**AUFGABE:** Gib aus der Auflistung unten alles von der Zeile mit „For the evaluation set, spot each instance of the row“ bis hinunter zur Zeile mit „For the evaluation set, spot each instance of the red“ unverändert wieder, beide Zeilen eingeschlossen.

**ZU VERARBEITENDE DATEN:**
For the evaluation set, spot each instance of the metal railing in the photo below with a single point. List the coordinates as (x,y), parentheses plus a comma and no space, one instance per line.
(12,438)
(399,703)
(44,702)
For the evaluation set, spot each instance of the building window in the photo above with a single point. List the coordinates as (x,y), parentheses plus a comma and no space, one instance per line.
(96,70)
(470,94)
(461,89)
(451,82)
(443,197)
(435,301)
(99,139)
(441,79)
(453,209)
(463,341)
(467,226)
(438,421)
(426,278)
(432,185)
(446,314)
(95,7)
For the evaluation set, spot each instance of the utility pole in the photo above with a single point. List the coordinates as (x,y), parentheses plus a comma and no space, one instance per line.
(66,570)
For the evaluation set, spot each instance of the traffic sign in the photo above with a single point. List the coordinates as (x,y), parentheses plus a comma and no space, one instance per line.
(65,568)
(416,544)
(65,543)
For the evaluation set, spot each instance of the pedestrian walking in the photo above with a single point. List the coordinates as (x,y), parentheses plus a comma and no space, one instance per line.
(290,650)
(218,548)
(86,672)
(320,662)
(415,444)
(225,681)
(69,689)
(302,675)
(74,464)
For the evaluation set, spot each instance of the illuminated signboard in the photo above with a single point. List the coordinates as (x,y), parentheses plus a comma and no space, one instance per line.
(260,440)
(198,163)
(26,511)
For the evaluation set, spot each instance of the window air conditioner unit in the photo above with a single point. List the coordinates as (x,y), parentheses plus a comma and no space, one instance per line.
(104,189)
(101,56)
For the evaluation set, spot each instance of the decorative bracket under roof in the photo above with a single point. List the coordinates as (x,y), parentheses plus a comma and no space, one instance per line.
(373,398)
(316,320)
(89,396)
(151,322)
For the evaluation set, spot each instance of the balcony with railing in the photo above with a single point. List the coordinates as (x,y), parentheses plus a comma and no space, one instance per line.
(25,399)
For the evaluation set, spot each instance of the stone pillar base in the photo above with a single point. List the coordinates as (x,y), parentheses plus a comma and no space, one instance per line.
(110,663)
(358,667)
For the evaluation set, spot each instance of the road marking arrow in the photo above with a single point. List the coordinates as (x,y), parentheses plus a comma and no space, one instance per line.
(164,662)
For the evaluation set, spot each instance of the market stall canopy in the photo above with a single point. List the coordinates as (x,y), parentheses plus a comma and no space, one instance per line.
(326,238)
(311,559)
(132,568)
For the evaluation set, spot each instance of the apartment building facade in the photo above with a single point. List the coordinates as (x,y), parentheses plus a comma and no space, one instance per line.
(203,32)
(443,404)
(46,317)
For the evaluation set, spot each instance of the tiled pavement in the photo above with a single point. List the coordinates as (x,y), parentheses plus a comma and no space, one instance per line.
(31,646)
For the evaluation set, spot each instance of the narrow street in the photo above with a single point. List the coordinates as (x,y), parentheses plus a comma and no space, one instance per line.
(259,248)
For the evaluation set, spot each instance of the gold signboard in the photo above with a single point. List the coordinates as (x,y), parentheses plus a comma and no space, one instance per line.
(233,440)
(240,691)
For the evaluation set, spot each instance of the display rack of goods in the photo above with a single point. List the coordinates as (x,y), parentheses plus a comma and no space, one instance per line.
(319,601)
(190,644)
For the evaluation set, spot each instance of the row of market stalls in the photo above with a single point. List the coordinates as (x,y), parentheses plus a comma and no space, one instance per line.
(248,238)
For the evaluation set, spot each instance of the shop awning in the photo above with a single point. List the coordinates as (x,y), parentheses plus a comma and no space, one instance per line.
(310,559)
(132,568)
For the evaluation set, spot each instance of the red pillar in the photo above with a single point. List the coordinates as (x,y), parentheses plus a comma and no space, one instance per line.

--

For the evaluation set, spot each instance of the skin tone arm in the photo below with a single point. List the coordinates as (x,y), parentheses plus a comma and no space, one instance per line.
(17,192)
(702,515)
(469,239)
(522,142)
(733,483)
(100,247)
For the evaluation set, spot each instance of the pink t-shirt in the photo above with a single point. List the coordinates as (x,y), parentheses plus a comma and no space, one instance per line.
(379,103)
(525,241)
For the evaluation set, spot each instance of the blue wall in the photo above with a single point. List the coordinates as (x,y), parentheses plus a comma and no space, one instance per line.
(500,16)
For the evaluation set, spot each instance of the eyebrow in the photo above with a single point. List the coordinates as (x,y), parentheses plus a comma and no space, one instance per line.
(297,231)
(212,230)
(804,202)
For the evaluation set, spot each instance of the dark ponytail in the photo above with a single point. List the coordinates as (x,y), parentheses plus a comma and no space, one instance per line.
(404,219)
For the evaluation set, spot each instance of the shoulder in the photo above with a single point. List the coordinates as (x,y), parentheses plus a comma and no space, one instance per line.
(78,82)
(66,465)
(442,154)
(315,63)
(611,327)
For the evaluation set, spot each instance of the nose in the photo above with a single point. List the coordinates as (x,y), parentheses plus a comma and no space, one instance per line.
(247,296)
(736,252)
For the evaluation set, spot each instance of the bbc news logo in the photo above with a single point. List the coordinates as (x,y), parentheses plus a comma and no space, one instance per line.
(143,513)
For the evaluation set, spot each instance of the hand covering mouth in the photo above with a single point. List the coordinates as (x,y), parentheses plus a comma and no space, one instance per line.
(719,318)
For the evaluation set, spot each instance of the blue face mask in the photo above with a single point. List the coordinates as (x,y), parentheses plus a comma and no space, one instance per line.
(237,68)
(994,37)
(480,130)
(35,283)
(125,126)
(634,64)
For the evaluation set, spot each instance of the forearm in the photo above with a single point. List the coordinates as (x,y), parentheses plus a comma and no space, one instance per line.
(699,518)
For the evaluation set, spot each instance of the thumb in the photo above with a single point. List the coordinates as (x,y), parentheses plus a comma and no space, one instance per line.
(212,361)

**VOLLSTÄNDIGE LÖSUNG:**
For the evaluation set, spot each instance of the row of market stalls in the photo above with a single point. List the coordinates as (x,y), parentheses plus a comma and no space, one instance per line.
(248,238)
For the evaluation set, spot each instance of the shop awning in the photo above with a single point. List the coordinates as (x,y), parentheses plus a comma and no space, one instance per line.
(310,559)
(132,568)
For the evaluation set, spot each instance of the red pillar in the photo above with a single point. List the coordinates as (x,y), parentheses plus a comma and no space, one instance per line.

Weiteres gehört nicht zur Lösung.